WHAT NEEDS TO BE DONE
When you reach the line containing "like (56, 328)." in the records below, start copying exactly, and stop once you have copied the line containing "Exercise. Put one point on each instance of the wooden planter".

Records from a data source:
........

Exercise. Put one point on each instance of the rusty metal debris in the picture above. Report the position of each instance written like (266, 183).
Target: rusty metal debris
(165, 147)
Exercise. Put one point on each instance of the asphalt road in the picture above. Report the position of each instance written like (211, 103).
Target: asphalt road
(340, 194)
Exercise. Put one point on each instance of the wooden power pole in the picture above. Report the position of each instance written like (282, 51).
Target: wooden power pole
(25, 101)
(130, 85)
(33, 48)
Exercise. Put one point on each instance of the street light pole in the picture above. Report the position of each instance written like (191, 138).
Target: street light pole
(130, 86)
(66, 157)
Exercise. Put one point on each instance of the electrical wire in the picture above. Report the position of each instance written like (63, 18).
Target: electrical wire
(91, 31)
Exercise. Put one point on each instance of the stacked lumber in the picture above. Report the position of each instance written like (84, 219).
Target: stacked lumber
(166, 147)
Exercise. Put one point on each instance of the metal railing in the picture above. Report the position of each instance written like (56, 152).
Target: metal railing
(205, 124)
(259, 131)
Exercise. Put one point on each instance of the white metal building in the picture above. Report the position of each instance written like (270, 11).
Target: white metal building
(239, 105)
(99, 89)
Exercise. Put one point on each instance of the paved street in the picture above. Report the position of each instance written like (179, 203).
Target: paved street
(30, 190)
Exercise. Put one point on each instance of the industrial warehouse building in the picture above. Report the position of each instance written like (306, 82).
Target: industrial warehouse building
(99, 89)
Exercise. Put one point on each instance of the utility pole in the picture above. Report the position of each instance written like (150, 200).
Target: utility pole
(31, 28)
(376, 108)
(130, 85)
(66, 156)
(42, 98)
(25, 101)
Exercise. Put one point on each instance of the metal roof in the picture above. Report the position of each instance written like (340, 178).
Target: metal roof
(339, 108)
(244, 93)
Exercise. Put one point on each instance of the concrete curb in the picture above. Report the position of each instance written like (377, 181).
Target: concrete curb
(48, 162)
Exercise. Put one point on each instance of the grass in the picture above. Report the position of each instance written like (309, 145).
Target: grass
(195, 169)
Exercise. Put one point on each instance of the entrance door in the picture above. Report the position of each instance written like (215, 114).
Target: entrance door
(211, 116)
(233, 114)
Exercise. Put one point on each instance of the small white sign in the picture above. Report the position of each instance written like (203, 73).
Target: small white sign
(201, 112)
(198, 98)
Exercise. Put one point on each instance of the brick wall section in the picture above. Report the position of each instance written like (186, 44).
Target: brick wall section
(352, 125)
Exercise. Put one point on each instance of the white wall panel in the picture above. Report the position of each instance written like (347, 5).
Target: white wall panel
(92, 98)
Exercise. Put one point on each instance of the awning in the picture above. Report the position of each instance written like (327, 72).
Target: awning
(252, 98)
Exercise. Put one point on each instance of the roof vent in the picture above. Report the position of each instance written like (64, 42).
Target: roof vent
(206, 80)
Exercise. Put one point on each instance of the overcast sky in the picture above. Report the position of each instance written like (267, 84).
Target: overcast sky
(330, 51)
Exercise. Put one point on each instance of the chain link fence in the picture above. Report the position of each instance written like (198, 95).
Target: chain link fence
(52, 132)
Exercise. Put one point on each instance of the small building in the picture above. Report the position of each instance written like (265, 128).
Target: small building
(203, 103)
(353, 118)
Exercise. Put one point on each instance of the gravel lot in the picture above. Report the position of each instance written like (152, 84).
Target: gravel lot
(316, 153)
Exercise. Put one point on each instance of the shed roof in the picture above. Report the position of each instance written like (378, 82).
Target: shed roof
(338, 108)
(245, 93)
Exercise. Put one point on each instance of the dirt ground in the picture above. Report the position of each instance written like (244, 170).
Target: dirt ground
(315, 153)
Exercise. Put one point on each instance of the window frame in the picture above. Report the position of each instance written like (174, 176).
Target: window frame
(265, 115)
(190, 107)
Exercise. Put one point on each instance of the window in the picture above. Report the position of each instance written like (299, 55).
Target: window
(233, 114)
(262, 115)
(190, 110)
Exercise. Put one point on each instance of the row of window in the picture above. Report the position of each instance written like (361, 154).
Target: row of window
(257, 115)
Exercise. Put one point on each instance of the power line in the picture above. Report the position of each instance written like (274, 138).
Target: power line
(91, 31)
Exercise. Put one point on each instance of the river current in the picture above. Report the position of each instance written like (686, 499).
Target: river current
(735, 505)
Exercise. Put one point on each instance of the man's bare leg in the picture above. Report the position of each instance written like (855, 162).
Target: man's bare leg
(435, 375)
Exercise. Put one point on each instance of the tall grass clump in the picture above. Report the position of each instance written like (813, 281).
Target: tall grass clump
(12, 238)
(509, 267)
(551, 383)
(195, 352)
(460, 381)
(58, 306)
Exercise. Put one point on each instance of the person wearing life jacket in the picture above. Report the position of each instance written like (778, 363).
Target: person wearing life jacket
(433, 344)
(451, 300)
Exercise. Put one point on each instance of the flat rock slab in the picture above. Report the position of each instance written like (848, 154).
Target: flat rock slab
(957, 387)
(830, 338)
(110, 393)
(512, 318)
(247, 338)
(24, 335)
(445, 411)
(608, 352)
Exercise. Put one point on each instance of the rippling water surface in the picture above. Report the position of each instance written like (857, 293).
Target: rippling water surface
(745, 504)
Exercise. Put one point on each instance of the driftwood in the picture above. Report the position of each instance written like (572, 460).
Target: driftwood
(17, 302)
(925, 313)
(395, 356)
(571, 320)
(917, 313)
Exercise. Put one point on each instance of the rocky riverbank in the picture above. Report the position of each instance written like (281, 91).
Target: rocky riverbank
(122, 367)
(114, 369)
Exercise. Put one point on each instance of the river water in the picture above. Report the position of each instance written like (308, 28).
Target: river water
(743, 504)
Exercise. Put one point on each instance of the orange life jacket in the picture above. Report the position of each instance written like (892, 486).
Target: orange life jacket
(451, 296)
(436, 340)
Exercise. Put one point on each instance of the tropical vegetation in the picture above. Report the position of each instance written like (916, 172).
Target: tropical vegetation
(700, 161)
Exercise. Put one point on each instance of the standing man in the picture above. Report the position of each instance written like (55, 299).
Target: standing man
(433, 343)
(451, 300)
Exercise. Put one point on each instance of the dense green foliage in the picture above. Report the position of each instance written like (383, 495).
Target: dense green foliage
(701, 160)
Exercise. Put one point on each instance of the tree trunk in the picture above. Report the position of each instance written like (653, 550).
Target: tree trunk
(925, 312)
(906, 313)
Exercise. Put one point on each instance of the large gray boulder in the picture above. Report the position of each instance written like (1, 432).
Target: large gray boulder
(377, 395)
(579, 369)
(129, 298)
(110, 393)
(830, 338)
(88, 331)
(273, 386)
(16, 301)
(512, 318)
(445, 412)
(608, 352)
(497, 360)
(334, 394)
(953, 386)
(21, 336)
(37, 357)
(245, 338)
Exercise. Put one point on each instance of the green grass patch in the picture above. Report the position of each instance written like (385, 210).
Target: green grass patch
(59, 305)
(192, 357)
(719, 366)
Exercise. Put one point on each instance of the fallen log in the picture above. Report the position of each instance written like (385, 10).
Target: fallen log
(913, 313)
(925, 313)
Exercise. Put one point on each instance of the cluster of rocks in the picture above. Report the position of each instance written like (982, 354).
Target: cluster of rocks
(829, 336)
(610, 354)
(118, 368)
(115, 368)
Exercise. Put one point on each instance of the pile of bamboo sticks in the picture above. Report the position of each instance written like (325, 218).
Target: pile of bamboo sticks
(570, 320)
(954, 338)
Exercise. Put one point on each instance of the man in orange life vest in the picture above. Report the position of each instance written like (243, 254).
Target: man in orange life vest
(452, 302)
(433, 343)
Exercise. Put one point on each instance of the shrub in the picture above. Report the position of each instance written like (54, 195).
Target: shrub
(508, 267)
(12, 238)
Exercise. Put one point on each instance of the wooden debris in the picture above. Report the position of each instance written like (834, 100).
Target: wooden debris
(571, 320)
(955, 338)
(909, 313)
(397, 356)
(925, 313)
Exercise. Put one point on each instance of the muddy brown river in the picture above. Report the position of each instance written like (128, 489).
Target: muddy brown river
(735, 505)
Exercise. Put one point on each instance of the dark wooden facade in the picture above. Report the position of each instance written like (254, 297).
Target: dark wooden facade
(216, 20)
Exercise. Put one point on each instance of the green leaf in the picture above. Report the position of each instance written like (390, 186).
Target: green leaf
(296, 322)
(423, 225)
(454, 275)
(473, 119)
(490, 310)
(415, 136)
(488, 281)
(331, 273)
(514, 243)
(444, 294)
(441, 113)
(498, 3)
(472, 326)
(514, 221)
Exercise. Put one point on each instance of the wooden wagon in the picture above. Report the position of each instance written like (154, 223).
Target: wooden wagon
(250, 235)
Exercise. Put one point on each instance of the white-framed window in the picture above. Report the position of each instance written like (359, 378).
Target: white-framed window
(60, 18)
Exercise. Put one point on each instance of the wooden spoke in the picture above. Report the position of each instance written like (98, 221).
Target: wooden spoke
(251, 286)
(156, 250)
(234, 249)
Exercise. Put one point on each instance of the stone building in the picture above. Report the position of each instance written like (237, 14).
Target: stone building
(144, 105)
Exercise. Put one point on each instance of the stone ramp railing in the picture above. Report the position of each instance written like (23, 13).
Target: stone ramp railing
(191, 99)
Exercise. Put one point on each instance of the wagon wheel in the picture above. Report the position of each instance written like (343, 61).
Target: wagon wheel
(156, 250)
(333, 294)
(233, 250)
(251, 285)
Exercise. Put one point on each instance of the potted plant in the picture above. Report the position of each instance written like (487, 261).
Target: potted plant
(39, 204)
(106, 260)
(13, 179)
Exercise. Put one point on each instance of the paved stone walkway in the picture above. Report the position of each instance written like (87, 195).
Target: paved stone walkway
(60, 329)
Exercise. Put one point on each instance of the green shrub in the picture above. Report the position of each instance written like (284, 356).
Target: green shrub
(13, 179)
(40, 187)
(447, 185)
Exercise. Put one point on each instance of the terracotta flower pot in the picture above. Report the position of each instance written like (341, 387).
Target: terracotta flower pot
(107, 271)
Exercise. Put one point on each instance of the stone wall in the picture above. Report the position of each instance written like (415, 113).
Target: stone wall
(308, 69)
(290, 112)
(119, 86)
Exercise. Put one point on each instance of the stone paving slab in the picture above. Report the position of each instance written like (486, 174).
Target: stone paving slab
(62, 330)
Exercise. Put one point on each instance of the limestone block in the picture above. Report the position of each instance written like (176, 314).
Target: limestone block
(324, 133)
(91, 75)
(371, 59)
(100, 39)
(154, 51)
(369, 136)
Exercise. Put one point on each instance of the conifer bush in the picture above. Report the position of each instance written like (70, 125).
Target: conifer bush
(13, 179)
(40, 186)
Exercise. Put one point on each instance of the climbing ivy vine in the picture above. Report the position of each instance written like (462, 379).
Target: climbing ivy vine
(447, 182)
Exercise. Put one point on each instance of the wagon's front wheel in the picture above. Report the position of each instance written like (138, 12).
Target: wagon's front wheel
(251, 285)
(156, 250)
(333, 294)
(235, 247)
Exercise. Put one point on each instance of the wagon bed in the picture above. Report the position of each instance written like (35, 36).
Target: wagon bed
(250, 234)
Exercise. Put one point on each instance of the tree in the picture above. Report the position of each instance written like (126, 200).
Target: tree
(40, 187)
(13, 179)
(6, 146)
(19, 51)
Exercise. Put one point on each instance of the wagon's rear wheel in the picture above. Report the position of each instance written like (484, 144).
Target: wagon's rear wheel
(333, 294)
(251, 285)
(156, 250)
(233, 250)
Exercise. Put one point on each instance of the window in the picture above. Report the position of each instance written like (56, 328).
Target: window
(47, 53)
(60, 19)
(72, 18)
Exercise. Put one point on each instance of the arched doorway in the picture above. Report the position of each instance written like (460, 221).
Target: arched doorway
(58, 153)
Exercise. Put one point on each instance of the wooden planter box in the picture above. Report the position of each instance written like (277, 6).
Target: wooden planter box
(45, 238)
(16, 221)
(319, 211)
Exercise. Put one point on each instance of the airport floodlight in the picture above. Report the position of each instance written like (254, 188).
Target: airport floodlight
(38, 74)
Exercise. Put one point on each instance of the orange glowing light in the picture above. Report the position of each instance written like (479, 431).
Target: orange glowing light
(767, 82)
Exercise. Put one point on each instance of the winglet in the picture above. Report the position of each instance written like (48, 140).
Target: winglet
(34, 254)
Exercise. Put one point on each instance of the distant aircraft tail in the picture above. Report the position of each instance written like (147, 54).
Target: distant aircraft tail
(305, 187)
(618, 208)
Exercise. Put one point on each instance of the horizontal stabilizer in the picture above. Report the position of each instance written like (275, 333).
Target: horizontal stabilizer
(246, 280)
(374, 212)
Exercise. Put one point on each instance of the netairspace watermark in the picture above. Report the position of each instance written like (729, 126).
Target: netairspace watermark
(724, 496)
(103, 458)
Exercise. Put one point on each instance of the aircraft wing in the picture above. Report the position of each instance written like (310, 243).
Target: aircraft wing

........

EXERCISE ANSWER
Exercise. Put one point on each instance of the window in the picture above. Report the position of each instance written like (56, 328).
Target: window
(47, 53)
(60, 19)
(72, 18)
Exercise. Put one point on each instance of the arched doorway in the picture above. Report the position of each instance written like (460, 221).
Target: arched doorway
(58, 153)
Exercise. Put one point on each instance of the wooden planter box in the picture above. Report the position of each instance written like (277, 6).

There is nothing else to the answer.